**The task**.
Reproduce the passage below about reading Tolstoy word for word, in full.

─── Exercise passage

The featured image is of a rather battered copy of War and Peace I bought at our local library’s annual sale. The reason I bought it is because it is the Ann Dunnigan translation, which I have read is the best, and because it has an introduction by John Bayley, a famous Tolstoy scholar and husband of Iris Murdoch.
I have now read up to page 148 of Volume XIV of The Novels and Other Works of Lyof N. Tolstoi or Chapter VIII of “Two Old Men.” Today’s reading was of a story, “The Candle,” and the beginning of “Two Old Men.” “The Candle” was a moving story, a bit contrived at the end but still powerful. A story about how hate feeds on hate, spite on spite, and that only love can defeat hate. I also read 21 pages of Sampson’s Progress in the Age of Reason, and a good number of pages in what I am calling my psychedelic Tolstoy, a book I showed as a featured image in Tolstoy Journal, July 20, 2017: “But much more than his capacity to irritate, he has a power to disturb, to unsettle, to upset.” I was reading an essay called “On Patriotism,” which seemed very timely in these “interesting times.” I would like to include a passage or two here that struck me.
“The editors of the daily press, happy in the receipt of an increased income, will begin virulently to stir men up to hatred and manslaughter in the name of patriotism. Manufacturers, merchants, contractors for military stores will hurry joyously about their business, in the hope of double receipts. . . .
“And, smothering despair within their souls by songs, licentiousness, and wine, men will trail along, torn from peaceful labor, from their wives, mothers, and children,–hundreds of thousands of simple-minded, good-natured men with murderous weapons in their hands–anywhere they may be driven.
“They will march, freeze, hunger, suffer sickness, and die from it, or finally come to some place where they will be slain by thousands, or kill thousands themselves with no reason–men whom they have never seen before, and who neither have done nor could do them any mischief.

──────
─── Exercise data

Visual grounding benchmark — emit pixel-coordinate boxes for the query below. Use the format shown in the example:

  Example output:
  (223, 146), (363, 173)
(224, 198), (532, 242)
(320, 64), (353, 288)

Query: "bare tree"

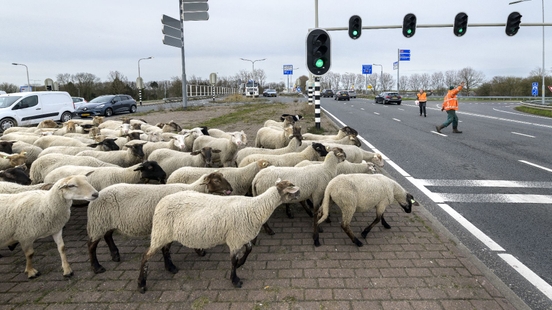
(458, 67), (485, 95)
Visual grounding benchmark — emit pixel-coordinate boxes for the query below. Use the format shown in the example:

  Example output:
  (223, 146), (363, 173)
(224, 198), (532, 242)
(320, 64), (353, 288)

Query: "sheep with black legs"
(255, 124), (302, 149)
(138, 180), (300, 293)
(167, 159), (270, 195)
(0, 164), (31, 185)
(303, 126), (358, 142)
(75, 140), (146, 167)
(87, 172), (232, 273)
(238, 143), (328, 167)
(29, 153), (118, 184)
(44, 161), (167, 190)
(0, 175), (98, 279)
(315, 174), (418, 247)
(251, 148), (345, 240)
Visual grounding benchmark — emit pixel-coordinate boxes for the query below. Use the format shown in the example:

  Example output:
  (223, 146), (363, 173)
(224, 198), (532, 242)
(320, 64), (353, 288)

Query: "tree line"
(0, 67), (552, 100)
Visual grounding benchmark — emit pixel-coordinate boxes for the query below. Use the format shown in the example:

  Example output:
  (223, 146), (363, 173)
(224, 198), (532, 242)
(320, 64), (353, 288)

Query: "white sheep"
(138, 180), (300, 293)
(44, 161), (167, 190)
(29, 153), (118, 184)
(167, 159), (270, 195)
(33, 135), (89, 149)
(315, 174), (418, 247)
(148, 147), (220, 176)
(238, 142), (328, 167)
(0, 181), (54, 194)
(251, 149), (345, 239)
(207, 128), (247, 148)
(192, 135), (238, 167)
(0, 176), (98, 279)
(86, 172), (232, 273)
(75, 140), (146, 167)
(303, 126), (358, 141)
(255, 124), (302, 149)
(234, 137), (302, 166)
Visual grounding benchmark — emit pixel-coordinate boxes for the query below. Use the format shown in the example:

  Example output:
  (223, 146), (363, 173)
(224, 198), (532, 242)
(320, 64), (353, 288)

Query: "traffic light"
(506, 12), (521, 37)
(452, 12), (468, 37)
(349, 15), (362, 40)
(307, 29), (331, 75)
(403, 13), (416, 38)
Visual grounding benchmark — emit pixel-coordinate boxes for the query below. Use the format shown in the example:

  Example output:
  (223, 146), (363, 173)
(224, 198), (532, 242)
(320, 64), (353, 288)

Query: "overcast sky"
(0, 0), (552, 85)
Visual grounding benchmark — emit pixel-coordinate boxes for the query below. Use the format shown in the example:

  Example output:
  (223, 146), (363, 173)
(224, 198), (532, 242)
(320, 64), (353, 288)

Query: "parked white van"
(0, 91), (75, 131)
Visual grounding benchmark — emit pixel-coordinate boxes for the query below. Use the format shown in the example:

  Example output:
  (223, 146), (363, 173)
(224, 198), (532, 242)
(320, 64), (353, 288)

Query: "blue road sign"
(362, 65), (372, 74)
(284, 65), (293, 75)
(399, 50), (410, 61)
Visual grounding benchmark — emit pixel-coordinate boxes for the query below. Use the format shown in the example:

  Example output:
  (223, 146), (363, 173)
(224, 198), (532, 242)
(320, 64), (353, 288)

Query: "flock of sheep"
(0, 114), (417, 293)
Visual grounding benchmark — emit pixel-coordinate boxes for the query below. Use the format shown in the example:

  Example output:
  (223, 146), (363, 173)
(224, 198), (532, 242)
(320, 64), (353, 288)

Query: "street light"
(136, 56), (153, 105)
(509, 0), (546, 105)
(240, 58), (266, 82)
(12, 62), (31, 91)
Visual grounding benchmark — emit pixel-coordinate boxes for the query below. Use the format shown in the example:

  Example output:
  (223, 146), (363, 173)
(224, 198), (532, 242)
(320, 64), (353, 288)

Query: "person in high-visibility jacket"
(416, 88), (431, 117)
(435, 82), (464, 133)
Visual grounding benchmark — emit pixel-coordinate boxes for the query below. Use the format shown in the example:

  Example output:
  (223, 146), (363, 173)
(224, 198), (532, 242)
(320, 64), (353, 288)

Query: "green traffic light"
(314, 58), (324, 68)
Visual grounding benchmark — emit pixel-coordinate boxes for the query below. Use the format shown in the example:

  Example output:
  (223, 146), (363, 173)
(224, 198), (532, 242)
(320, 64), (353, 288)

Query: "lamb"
(44, 161), (167, 190)
(192, 136), (238, 167)
(38, 138), (119, 157)
(0, 176), (98, 279)
(303, 126), (358, 141)
(238, 142), (328, 167)
(255, 124), (302, 149)
(251, 148), (345, 240)
(207, 128), (247, 148)
(148, 147), (220, 176)
(76, 140), (146, 167)
(234, 137), (302, 166)
(29, 153), (118, 184)
(87, 172), (232, 273)
(315, 174), (419, 247)
(138, 180), (300, 293)
(167, 159), (270, 195)
(0, 165), (31, 185)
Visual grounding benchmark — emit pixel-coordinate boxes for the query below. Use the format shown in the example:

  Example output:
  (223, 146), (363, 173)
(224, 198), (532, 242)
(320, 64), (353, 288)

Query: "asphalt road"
(321, 98), (552, 309)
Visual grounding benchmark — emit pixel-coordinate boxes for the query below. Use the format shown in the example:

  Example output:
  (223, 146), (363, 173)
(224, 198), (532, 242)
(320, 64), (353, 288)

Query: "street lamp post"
(138, 56), (153, 105)
(240, 58), (266, 82)
(12, 62), (31, 88)
(509, 0), (546, 105)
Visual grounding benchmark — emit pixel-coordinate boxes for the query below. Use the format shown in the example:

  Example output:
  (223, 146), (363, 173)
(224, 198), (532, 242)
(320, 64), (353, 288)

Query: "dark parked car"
(263, 88), (278, 97)
(376, 92), (402, 105)
(334, 90), (351, 101)
(75, 95), (136, 117)
(320, 89), (334, 98)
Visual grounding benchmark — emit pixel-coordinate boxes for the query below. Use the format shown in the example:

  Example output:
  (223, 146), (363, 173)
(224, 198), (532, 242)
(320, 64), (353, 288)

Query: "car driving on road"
(75, 94), (136, 117)
(375, 92), (402, 105)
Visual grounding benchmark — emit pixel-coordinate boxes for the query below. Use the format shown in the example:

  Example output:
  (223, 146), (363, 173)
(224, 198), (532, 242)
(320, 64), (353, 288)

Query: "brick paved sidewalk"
(0, 200), (524, 310)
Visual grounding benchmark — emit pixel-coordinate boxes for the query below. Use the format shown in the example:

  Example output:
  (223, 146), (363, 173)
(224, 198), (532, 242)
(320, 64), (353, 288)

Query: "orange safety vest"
(443, 86), (462, 111)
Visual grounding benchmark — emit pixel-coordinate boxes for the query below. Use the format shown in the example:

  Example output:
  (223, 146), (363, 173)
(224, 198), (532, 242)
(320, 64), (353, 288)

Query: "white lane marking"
(519, 159), (552, 172)
(416, 179), (552, 188)
(498, 253), (552, 299)
(438, 203), (505, 251)
(512, 131), (535, 138)
(436, 193), (552, 204)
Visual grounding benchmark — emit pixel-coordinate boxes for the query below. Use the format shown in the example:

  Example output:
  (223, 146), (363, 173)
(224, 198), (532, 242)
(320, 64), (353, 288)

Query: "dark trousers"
(418, 101), (427, 116)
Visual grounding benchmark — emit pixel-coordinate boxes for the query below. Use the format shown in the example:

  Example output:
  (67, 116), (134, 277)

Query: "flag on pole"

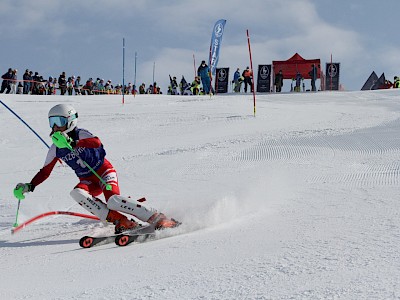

──────

**Completed task**.
The featured image is of a rather battered copy of War and Peace I bought at our local library’s annual sale. The reason I bought it is because it is the Ann Dunnigan translation, which I have read is the best, and because it has an introduction by John Bayley, a famous Tolstoy scholar and husband of Iris Murdoch.
I have now read up to page 148 of Volume XIV of The Novels and Other Works of Lyof N. Tolstoi or Chapter VIII of “Two Old Men.” Today’s reading was of a story, “The Candle,” and the beginning of “Two Old Men.” “The Candle” was a moving story, a bit contrived at the end but still powerful. A story about how hate feeds on hate, spite on spite, and that only love can defeat hate. I also read 21 pages of Sampson’s Progress in the Age of Reason, and a good number of pages in what I am calling my psychedelic Tolstoy, a book I showed as a featured image in Tolstoy Journal, July 20, 2017: “But much more than his capacity to irritate, he has a power to disturb, to unsettle, to upset.” I was reading an essay called “On Patriotism,” which seemed very timely in these “interesting times.” I would like to include a passage or two here that struck me.
“The editors of the daily press, happy in the receipt of an increased income, will begin virulently to stir men up to hatred and manslaughter in the name of patriotism. Manufacturers, merchants, contractors for military stores will hurry joyously about their business, in the hope of double receipts. . . .
“And, smothering despair within their souls by songs, licentiousness, and wine, men will trail along, torn from peaceful labor, from their wives, mothers, and children,–hundreds of thousands of simple-minded, good-natured men with murderous weapons in their hands–anywhere they may be driven.
“They will march, freeze, hunger, suffer sickness, and die from it, or finally come to some place where they will be slain by thousands, or kill thousands themselves with no reason–men whom they have never seen before, and who neither have done nor could do them any mischief.